[Point-based annotation data]
|---|

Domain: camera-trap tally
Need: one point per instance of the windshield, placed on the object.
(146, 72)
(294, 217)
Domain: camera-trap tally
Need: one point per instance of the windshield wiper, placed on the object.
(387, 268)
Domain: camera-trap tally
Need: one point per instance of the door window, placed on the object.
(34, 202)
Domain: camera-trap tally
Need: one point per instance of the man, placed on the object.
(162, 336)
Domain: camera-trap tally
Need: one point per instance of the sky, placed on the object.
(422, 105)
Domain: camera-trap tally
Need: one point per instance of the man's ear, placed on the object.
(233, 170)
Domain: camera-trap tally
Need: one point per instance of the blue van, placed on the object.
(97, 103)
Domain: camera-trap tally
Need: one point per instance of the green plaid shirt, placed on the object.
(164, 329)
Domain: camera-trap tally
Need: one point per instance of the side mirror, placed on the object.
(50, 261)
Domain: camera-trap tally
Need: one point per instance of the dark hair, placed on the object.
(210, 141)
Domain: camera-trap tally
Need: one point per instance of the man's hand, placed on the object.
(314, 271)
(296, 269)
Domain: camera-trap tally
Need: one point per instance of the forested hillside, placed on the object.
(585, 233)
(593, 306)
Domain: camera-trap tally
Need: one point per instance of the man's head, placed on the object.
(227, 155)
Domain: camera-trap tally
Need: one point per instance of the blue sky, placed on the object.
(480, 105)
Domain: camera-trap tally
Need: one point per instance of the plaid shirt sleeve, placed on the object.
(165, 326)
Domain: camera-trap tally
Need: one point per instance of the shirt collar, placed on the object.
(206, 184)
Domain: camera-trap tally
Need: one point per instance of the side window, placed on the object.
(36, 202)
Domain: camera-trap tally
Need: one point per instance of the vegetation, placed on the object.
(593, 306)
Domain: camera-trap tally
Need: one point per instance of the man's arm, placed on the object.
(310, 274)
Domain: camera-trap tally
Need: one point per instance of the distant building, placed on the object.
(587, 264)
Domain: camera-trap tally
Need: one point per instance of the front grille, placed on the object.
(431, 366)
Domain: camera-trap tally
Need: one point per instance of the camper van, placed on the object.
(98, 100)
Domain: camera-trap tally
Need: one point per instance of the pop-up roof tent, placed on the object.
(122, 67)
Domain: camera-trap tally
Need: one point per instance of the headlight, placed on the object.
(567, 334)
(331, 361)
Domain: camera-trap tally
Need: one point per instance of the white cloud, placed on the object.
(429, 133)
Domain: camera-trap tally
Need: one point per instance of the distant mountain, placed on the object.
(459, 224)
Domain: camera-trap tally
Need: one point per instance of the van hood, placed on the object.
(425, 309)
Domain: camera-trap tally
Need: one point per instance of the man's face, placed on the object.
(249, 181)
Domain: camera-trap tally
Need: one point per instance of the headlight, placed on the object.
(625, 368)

|---|

Description of the task
Using the listing above, please repeat every entry exactly.

Answer to this task
Domain: camera-trap tally
Need: one point per instance of the windshield, placed on the object.
(146, 72)
(294, 217)
Domain: camera-trap tally
Need: one point per instance of the windshield wiper, placed on the object.
(387, 268)
Domain: camera-trap tally
Need: one point per instance of the door window, placed on the object.
(34, 202)
Domain: camera-trap tally
Need: one point per instance of the man, placed on the object.
(162, 336)
Domain: camera-trap tally
Need: one point per instance of the sky, placed on the object.
(422, 105)
Domain: camera-trap tally
Need: one point per instance of the man's ear, placed on the object.
(233, 170)
Domain: camera-trap tally
Need: one point per instance of the blue van, placed on the object.
(97, 103)
Domain: camera-trap tally
Need: one point per instance of the green plaid shirt, placed on the object.
(164, 329)
Domain: camera-trap tally
Need: one point per instance of the side mirror, placed on the object.
(50, 261)
Domain: camera-trap tally
Need: one point per instance of the dark hair, placed on the object.
(210, 141)
Domain: camera-trap tally
Need: one point per instance of the man's hand, placed on the object.
(314, 271)
(296, 269)
Domain: camera-trap tally
Need: one point per instance of the forested hillside, placed on the object.
(585, 233)
(593, 306)
Domain: camera-trap tally
Need: one point per instance of the man's head, placed on the object.
(227, 155)
Domain: camera-trap tally
Need: one point per instance of the blue sky, placed on the object.
(480, 105)
Domain: camera-trap tally
Need: one point per instance of the plaid shirt sleeve, placed on the object.
(165, 326)
Domain: camera-trap tally
Need: one point per instance of the shirt collar, placed on the object.
(206, 184)
Domain: camera-trap tally
Need: one point per instance of the side window, placed on the object.
(36, 202)
Domain: camera-trap tally
Need: one point per instance of the vegetation, placed on the object.
(593, 306)
Domain: camera-trap tally
Need: one point per instance of the man's arm, placed on the object.
(310, 274)
Domain: camera-trap tally
Need: one point per instance of the distant building, placed on the object.
(587, 264)
Domain: camera-trap tally
Need: one point per instance of the front grille, placed on the object.
(431, 366)
Domain: camera-trap tally
Need: one point per instance of the camper van, placed on the object.
(98, 100)
Domain: camera-trap tally
Need: one point per instance of the pop-up roof tent, placed on the object.
(122, 67)
Domain: camera-trap tally
Need: one point per instance of the headlight, placed on the object.
(567, 334)
(331, 361)
Domain: camera-trap tally
Need: one point per instance of the white cloud, placed on the object.
(429, 133)
Domain: camera-trap tally
Need: one point per instance of the distant mountain, placed on the object.
(459, 224)
Domain: camera-trap tally
Need: one point per instance of the van hood, placed on the object.
(425, 309)
Domain: camera-trap tally
Need: one point per instance of the man's face, placed on the object.
(249, 181)
Domain: camera-trap tally
Need: one point per instance of the headlight, placed on the object.
(625, 368)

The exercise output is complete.